━━━ The records

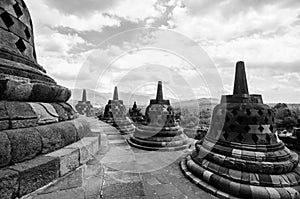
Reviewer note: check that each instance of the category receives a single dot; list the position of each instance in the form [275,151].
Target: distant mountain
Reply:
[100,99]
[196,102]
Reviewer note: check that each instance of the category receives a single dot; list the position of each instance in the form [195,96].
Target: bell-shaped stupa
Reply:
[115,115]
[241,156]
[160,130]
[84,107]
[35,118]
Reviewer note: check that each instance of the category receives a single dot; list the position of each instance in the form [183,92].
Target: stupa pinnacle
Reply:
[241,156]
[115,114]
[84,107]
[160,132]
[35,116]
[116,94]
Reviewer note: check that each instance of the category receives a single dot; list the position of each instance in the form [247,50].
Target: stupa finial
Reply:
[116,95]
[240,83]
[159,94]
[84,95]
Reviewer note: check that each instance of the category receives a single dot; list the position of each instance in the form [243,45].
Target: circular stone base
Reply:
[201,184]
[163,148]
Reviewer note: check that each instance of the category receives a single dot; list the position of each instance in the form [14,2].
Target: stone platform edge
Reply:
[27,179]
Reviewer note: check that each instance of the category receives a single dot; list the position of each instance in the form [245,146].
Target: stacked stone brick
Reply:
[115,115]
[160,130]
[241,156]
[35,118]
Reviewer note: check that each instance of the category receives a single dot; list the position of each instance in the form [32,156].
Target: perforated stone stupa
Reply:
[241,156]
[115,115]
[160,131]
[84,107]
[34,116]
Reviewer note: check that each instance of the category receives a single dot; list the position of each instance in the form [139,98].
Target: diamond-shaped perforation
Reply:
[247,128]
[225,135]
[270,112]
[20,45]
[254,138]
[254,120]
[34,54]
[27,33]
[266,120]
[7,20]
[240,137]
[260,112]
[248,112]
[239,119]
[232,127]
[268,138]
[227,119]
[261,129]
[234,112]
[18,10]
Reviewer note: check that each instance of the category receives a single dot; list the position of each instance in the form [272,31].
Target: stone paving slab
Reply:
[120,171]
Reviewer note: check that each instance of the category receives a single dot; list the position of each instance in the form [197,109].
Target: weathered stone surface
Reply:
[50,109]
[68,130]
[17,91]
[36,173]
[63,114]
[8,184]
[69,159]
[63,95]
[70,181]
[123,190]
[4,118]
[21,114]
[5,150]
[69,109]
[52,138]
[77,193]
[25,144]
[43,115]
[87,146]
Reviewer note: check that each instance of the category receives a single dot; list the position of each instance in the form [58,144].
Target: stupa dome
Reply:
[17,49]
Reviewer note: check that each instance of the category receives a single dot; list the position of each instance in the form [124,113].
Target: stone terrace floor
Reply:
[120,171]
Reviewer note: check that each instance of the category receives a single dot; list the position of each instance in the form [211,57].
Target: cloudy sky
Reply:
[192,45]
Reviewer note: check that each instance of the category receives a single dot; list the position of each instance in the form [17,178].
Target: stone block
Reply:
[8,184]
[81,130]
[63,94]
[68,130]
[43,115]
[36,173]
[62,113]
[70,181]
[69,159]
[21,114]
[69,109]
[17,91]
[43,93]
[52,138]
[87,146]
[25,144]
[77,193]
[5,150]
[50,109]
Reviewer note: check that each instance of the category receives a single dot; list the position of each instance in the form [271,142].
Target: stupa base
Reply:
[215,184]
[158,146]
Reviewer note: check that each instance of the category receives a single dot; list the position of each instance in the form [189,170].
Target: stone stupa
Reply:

━━━━━━
━━━ The records

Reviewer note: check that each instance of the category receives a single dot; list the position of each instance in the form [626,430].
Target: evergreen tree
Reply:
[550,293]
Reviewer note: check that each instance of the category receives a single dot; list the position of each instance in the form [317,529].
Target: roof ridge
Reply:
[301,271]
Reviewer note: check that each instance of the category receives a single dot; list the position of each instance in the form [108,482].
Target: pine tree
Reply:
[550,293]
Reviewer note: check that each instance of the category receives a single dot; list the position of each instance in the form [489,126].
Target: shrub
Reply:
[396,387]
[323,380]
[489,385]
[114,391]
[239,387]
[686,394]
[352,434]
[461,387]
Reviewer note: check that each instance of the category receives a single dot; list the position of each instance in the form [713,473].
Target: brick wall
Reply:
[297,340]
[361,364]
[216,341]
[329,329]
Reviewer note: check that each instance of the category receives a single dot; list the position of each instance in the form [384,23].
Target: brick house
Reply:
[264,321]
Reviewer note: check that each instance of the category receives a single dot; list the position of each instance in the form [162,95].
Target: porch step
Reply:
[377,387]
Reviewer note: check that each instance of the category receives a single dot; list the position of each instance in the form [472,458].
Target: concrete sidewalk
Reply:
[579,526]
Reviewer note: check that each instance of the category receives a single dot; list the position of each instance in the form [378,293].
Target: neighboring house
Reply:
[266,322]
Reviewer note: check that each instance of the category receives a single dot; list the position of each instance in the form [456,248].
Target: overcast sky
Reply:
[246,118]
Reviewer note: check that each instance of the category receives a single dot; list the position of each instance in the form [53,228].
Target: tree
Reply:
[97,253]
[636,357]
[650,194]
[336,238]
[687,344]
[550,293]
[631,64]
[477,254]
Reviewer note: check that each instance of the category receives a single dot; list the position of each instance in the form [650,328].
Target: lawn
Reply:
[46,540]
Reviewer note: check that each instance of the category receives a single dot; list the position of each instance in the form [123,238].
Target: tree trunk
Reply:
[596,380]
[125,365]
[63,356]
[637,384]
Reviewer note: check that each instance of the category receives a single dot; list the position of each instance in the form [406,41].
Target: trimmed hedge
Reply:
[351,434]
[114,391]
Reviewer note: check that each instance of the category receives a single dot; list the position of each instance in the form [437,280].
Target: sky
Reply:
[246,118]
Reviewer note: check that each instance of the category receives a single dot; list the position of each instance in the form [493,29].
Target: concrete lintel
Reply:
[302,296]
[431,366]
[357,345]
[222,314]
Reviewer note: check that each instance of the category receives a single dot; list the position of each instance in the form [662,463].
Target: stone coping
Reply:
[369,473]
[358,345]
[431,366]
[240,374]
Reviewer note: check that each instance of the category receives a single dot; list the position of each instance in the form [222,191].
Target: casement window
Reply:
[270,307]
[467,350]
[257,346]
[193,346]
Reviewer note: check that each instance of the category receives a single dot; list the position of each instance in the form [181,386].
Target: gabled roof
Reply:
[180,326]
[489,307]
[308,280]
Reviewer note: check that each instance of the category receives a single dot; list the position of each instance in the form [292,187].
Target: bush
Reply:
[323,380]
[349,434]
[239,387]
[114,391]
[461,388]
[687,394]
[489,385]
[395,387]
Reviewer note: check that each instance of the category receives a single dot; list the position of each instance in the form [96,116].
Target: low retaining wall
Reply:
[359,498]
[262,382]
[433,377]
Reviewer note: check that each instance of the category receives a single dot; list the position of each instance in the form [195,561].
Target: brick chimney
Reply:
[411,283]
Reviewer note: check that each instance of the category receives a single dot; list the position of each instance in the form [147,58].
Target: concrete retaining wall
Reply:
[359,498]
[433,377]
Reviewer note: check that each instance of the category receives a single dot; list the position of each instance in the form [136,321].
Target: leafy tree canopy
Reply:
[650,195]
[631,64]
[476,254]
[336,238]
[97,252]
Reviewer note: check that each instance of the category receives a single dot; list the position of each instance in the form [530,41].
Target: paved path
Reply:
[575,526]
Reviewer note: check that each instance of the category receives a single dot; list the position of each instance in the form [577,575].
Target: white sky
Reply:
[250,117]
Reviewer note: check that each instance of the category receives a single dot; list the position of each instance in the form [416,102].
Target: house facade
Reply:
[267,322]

━━━━━━
━━━ The records

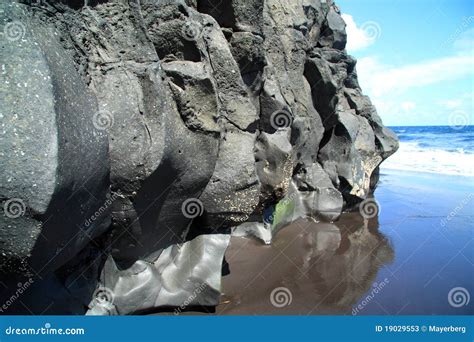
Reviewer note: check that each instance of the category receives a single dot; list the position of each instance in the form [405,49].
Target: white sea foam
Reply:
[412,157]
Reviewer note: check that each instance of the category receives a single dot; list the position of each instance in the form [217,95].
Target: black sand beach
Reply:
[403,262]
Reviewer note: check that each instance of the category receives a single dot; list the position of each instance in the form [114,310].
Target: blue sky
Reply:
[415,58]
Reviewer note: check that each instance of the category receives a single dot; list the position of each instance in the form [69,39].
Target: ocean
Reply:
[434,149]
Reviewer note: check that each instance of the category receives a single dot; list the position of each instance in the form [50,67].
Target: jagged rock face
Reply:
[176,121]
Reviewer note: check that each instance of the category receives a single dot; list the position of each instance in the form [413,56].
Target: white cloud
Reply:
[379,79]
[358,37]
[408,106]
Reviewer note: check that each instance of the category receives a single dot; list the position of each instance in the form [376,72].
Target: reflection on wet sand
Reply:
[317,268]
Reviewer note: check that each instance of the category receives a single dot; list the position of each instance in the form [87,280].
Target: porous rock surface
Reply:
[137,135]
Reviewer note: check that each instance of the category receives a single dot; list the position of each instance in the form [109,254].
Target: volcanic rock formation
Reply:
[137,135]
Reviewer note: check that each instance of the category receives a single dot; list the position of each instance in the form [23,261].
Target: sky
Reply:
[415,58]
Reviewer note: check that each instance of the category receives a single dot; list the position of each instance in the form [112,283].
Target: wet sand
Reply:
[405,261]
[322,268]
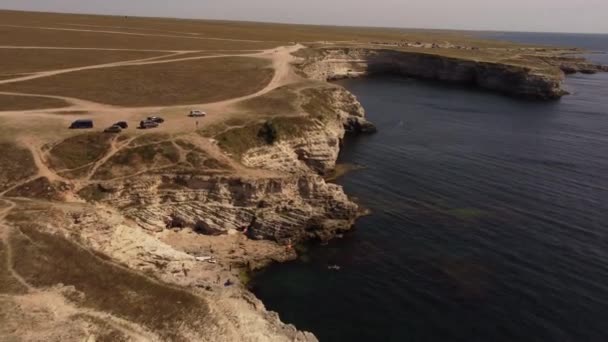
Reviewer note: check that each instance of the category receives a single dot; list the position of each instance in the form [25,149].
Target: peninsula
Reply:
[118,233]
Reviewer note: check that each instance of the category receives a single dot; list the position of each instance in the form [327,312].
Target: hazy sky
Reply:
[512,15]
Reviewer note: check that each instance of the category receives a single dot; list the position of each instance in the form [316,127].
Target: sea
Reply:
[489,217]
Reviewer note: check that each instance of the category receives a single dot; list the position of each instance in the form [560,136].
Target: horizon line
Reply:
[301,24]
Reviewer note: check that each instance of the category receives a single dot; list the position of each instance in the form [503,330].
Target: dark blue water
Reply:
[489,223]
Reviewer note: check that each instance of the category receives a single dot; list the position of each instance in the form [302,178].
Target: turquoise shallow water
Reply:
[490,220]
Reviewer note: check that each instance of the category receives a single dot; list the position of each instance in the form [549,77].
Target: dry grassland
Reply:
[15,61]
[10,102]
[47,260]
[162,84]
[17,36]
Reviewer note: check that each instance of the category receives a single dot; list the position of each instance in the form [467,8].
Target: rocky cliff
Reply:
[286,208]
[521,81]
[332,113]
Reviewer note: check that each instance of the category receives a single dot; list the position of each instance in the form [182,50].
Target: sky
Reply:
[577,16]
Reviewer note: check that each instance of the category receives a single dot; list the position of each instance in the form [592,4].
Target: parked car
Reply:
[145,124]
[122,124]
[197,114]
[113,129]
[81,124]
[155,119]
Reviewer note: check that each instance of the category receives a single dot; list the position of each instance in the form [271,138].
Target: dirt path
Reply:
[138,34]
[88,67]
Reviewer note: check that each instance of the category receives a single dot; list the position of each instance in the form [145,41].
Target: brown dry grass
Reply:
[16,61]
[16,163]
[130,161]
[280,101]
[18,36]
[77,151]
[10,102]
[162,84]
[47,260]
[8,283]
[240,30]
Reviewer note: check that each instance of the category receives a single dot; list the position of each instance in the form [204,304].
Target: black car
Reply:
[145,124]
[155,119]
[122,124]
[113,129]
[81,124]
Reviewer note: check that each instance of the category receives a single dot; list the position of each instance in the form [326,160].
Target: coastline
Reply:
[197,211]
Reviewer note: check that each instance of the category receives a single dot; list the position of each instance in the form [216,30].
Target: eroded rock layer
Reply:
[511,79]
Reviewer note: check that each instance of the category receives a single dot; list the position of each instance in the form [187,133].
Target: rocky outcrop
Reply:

━━━━━━

■ **Problem requirements**
Find every line in the records above that contains the string "house" and copy each one. The match is case-sensitive.

■ **Answer for the task**
Target: brick house
Target: neighboring house
Target: house facade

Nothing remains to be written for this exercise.